'''

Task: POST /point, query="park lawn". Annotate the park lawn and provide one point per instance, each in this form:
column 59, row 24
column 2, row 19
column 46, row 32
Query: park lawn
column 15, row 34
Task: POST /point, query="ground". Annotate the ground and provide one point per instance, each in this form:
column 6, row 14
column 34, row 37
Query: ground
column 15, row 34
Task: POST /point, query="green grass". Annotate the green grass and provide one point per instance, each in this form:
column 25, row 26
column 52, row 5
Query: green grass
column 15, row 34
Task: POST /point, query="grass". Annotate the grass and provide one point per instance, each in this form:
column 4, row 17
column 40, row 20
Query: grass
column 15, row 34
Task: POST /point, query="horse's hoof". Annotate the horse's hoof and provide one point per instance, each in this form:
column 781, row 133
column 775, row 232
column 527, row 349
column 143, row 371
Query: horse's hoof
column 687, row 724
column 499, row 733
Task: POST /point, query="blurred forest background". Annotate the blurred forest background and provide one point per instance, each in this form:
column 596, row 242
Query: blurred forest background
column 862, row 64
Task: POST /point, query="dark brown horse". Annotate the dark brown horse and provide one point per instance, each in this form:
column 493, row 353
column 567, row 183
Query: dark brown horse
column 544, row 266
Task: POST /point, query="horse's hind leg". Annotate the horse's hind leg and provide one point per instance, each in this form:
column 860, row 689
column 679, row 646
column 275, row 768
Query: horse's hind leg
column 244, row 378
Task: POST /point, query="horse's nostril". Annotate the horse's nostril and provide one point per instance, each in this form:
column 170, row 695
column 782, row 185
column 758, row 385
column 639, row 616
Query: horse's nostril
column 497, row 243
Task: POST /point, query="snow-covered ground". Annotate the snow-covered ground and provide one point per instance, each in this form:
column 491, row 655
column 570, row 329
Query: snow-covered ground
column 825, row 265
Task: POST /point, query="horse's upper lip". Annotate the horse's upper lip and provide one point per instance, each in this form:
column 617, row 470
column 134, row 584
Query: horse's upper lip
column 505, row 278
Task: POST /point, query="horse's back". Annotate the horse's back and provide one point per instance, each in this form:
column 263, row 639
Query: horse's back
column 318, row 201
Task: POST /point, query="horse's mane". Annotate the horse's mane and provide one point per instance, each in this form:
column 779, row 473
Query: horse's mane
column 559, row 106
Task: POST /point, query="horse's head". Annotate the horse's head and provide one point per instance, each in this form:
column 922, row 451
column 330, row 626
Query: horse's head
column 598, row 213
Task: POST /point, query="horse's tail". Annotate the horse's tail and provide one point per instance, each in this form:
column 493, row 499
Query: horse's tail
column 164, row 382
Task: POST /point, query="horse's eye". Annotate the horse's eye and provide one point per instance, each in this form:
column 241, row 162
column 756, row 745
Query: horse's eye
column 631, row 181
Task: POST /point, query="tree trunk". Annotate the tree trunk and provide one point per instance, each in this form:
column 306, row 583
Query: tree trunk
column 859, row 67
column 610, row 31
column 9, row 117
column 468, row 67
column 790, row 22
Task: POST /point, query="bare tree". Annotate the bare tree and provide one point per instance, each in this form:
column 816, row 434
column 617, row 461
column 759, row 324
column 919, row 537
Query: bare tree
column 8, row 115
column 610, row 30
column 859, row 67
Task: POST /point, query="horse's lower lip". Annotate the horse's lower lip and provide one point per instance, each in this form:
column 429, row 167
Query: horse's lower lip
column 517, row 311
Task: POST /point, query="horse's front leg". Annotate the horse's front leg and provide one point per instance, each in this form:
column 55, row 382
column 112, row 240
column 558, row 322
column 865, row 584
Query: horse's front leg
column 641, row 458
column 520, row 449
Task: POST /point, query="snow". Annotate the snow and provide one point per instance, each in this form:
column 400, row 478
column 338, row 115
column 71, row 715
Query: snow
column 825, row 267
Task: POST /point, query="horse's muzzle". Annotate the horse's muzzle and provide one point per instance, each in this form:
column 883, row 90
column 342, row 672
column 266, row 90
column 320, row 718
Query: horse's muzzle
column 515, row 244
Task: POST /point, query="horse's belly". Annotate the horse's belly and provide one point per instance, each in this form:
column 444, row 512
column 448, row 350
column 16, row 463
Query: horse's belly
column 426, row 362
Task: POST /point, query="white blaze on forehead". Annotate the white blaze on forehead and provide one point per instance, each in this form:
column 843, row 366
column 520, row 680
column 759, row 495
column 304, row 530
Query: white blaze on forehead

'''

→ **WHAT NEEDS TO BE DONE**
Copy out all of the lines above word for word, without changing anything.

→ **THE OUTPUT**
Task: POST /point, query="park lawn". Annotate the park lawn and provide one point per instance, each in this form:
column 59, row 24
column 2, row 19
column 46, row 32
Query: park lawn
column 15, row 34
Task: POST /point, query="ground". Annotate the ground and provide one point per instance, each in this form:
column 6, row 14
column 34, row 37
Query: ground
column 15, row 34
Task: POST /point, query="green grass". Annotate the green grass and provide one point per instance, each in this form:
column 25, row 26
column 52, row 5
Query: green grass
column 15, row 34
Task: POST /point, query="grass". Annotate the grass and provide one point per instance, each in this form:
column 4, row 17
column 40, row 20
Query: grass
column 15, row 34
Task: POST /point, query="horse's hoof". Annotate the horse's hoof and provide one point per instance, each in this form:
column 781, row 133
column 775, row 232
column 527, row 349
column 143, row 371
Query: horse's hoof
column 687, row 724
column 499, row 733
Task: POST /point, query="blurred forest background". Annotate the blurred forest background and provide one point per instance, each in this form:
column 596, row 242
Query: blurred forest background
column 862, row 64
Task: POST /point, query="dark brown horse". Annotate the dark brown horse and provide one point per instance, each in this form:
column 493, row 353
column 567, row 183
Query: dark brown horse
column 544, row 266
Task: POST /point, query="horse's hind leg". Annotate the horse's hind leg and provide one point per instance, each in this form:
column 860, row 689
column 679, row 646
column 275, row 768
Query: horse's hind leg
column 244, row 378
Task: POST /point, query="horse's nostril". Annotate the horse's nostril and provide one point per instance, each in this form:
column 170, row 695
column 782, row 185
column 758, row 385
column 639, row 616
Query: horse's nostril
column 497, row 243
Task: POST /point, query="snow-covered ground". Annotate the snow-covered ground and provide one point per instance, each in this form:
column 491, row 655
column 570, row 329
Query: snow-covered ground
column 825, row 265
Task: POST /point, query="horse's upper lip". Annotate the horse's upper lip and provide one point per instance, each in this form:
column 617, row 470
column 134, row 584
Query: horse's upper lip
column 505, row 278
Task: POST /point, query="horse's back". Annotate the horse's back and provide one point per instance, each in this form:
column 263, row 639
Query: horse's back
column 318, row 201
Task: POST /point, query="horse's mane". Annotate the horse's mane and provide one point per instance, each in this form:
column 779, row 473
Query: horse's mane
column 559, row 106
Task: POST /point, query="horse's head". Annotate the horse's head and provide one point per instance, each in this form:
column 922, row 451
column 330, row 626
Query: horse's head
column 598, row 213
Task: POST /point, query="horse's tail". Annotate the horse's tail and provide one point per instance, each in this form:
column 493, row 499
Query: horse's tail
column 164, row 382
Task: POST /point, query="horse's eye". Annotate the horse's eye and provide one point per instance, each in this form:
column 241, row 162
column 756, row 745
Query: horse's eye
column 631, row 181
Task: POST /point, query="tree trunk". Annotate the tree trunk and provide one point per instance, each in this form:
column 306, row 583
Query: tree trunk
column 859, row 67
column 610, row 31
column 9, row 117
column 468, row 67
column 790, row 22
Task: POST /point, query="bare tree". Annotate the bare tree and provide one point per instance, each in this form:
column 816, row 434
column 617, row 461
column 759, row 324
column 919, row 537
Query: bare tree
column 8, row 115
column 610, row 30
column 859, row 67
Task: POST /point, query="horse's lower lip". Annotate the horse's lower lip and provide one point per instance, each in this form:
column 429, row 167
Query: horse's lower lip
column 517, row 311
Task: POST /point, query="horse's front leg". Annotate the horse's front leg and provide one point per instance, each in this form:
column 55, row 382
column 112, row 240
column 558, row 322
column 865, row 584
Query: horse's front leg
column 641, row 458
column 520, row 449
Task: POST /point, query="snow". Annotate the snow and provide one point per instance, each in this form:
column 400, row 478
column 338, row 115
column 71, row 715
Query: snow
column 825, row 267
Task: POST /point, query="horse's muzzle". Annotate the horse's muzzle and provide one point per instance, each in this form:
column 883, row 90
column 342, row 672
column 266, row 90
column 320, row 718
Query: horse's muzzle
column 515, row 244
Task: POST /point, query="horse's belly". Annotate the horse's belly and provide one point per instance, each in this form:
column 444, row 512
column 448, row 350
column 16, row 463
Query: horse's belly
column 426, row 362
Task: POST /point, query="white blaze on forehead". Annotate the white blaze on forehead and provide one point per instance, each in this form:
column 843, row 366
column 520, row 680
column 759, row 495
column 304, row 530
Query: white blaze on forehead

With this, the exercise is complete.